Prompt >> Without including any picture, write out the entries exactly as they stand.

Records to use >>
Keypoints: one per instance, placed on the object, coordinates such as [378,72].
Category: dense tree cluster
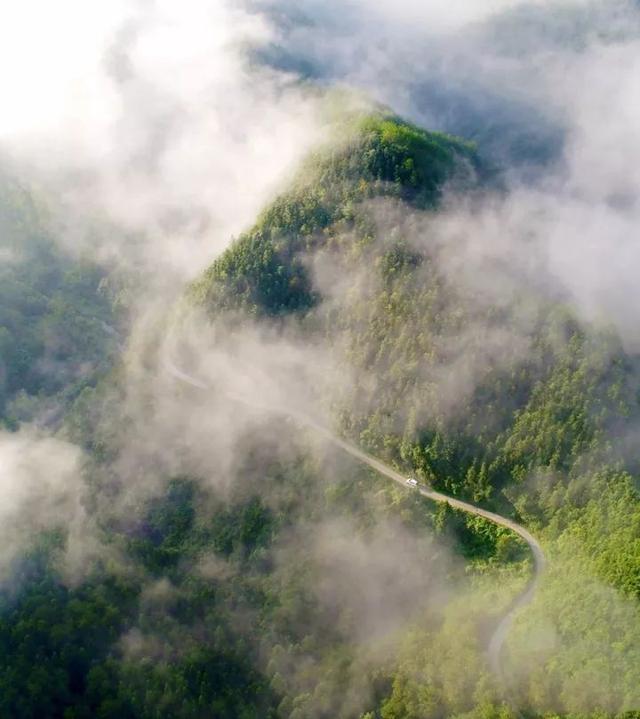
[211,617]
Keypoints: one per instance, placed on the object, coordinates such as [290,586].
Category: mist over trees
[389,228]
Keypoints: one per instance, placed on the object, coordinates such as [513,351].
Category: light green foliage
[220,617]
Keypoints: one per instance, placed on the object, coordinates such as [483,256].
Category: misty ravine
[499,636]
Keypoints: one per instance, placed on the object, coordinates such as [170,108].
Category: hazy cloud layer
[154,117]
[41,488]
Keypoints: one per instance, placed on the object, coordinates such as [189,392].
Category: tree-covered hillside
[55,331]
[244,572]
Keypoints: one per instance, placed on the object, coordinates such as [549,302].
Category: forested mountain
[239,570]
[55,323]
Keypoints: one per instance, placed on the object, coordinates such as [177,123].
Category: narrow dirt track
[499,636]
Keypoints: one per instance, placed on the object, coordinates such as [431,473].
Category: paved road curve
[500,634]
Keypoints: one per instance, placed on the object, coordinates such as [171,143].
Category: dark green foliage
[54,322]
[263,271]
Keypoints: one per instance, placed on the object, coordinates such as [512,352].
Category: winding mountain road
[499,636]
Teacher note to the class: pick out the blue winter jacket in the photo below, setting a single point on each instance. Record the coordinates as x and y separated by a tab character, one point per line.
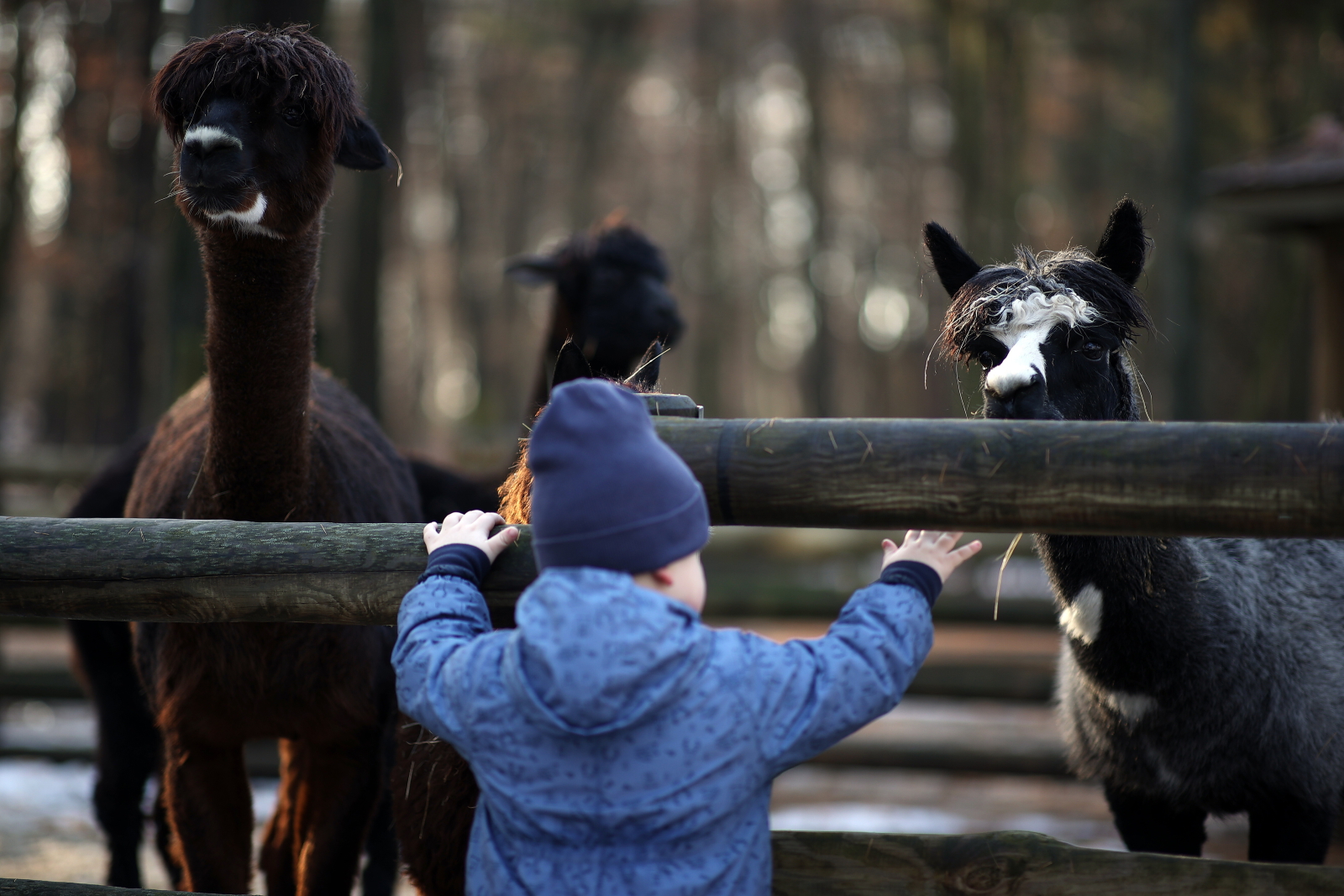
620	745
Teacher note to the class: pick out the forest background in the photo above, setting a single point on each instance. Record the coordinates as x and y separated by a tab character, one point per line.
784	154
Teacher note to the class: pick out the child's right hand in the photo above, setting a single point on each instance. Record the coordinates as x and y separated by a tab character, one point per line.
470	528
937	550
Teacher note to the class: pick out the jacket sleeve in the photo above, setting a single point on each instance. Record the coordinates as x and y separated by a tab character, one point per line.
808	694
440	622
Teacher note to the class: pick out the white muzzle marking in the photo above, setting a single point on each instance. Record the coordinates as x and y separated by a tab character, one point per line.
249	219
207	137
1023	327
1023	362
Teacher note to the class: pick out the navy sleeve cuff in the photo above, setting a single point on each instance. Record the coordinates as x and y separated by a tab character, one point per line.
464	560
921	577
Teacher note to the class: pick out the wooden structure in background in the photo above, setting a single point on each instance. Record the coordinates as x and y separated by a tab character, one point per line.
1018	862
1303	191
987	476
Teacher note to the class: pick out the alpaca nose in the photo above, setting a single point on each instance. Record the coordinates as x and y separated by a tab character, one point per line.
212	156
1010	383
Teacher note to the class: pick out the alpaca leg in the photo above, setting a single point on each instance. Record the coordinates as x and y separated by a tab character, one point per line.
335	792
128	743
382	868
1152	825
163	841
277	849
210	812
434	804
1290	831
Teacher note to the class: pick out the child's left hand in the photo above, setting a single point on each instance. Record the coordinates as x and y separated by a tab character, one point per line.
470	528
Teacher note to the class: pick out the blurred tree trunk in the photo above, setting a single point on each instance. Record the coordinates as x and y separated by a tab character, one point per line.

Exercise result >>
Keypoints: one per instance, placed on the object, coordinates such as [378,72].
Category: dense tree cluster
[211,617]
Keypoints: one per instance, placed on the object, coordinates such as [290,586].
Category: mist over trees
[389,228]
Keypoints: one per instance, placed on the object, coordinates such as [513,351].
Category: light green foliage
[220,617]
Keypoints: one per instance, placed on the object, coordinates such as [483,256].
Category: misty ravine
[499,636]
Keypoints: one per instance, placed on the object, coordinates such as [170,108].
Category: hazy cloud layer
[154,117]
[41,488]
Keypoints: one per instance, placed on the object, coordinates such as [189,392].
Category: tree-covered hillside
[55,331]
[244,572]
Keypoints: one per instance, placed on the object, coordinates such as [549,302].
Category: forested mountain
[239,570]
[55,323]
Keypoints: one per instance, placed on the object, coordinates such as [177,123].
Category: narrow dirt track
[499,636]
Keypoints: one per instance, placed on the object, coordinates such as [431,473].
Category: paved road curve
[500,634]
Keypoints: one per instance, placed on the object, coordinates such as [171,143].
Category: dark green foliage
[54,322]
[263,271]
Keypoints: one per instance, placed on the object, coordinates such as [512,352].
Category: winding mountain road
[499,636]
Teacher note to the class: pick out the blue winter jacket in the photo below, setting a single point on each instance. Record the coordinates as x and y separated by a tab character, one point per line.
620	745
Teacher note to the class: pick out the forest background in the photo above, setting a single point on each instance. Record the coordinates as x and y separated by a tab character, one point per line.
784	154
Teacher note to the class: pick out the child's right hand in the photo above, setting a single point on each instance. Record the coordinates as x and y separated by a tab character, one point per line.
470	528
937	550
Teacher note to the class: pick out the jacket sleeve in the photo above, setting a single point on each instance. Record the coordinates as x and y separated by a tab character, one point per line.
808	694
440	622
Teacher note to the class: pick out the white muzzle marking in the photo above, setting a single point on each instance. Record the coordinates as x and y separated by a tab character, one point per line.
249	219
207	137
1023	327
1023	362
Teacher note to the class: pick out the navy sleeve cuff in the photo above, setting a single point on each instance. Record the coordinates as x and y separated by a tab character, one point per line.
464	560
921	577
Teacher note to the class: pick out the wooden structure in background in the photo above, setting a single point on each instance. Record the coordinates as x and y separated by a tab character, one point per line.
1018	862
1303	191
987	476
Teacher note to the class: pick out the alpaca nose in the photo above, setting a single point on each instance. Record the coordinates as x and y separated by a tab character, one point per line.
212	156
1010	383
Teacher note to the class: pick out the alpaca leg in the photo above, setting a single point on each instance. Record the coordinates as x and y separated by a tab character, one point per line.
335	792
128	743
382	868
1152	825
163	841
277	849
210	812
434	804
1290	831
Teacher note to the class: pick out the child's left hand in the photo above, setting a single point on each instance. Record the coordinates as x and y separated by a tab character, one point per line.
470	528
Teacher note to the class: pick out the blurred tree trunk in the photo above, setting a single point on each instance. Record the coordinates as x and y separated by a tab character, one point per line.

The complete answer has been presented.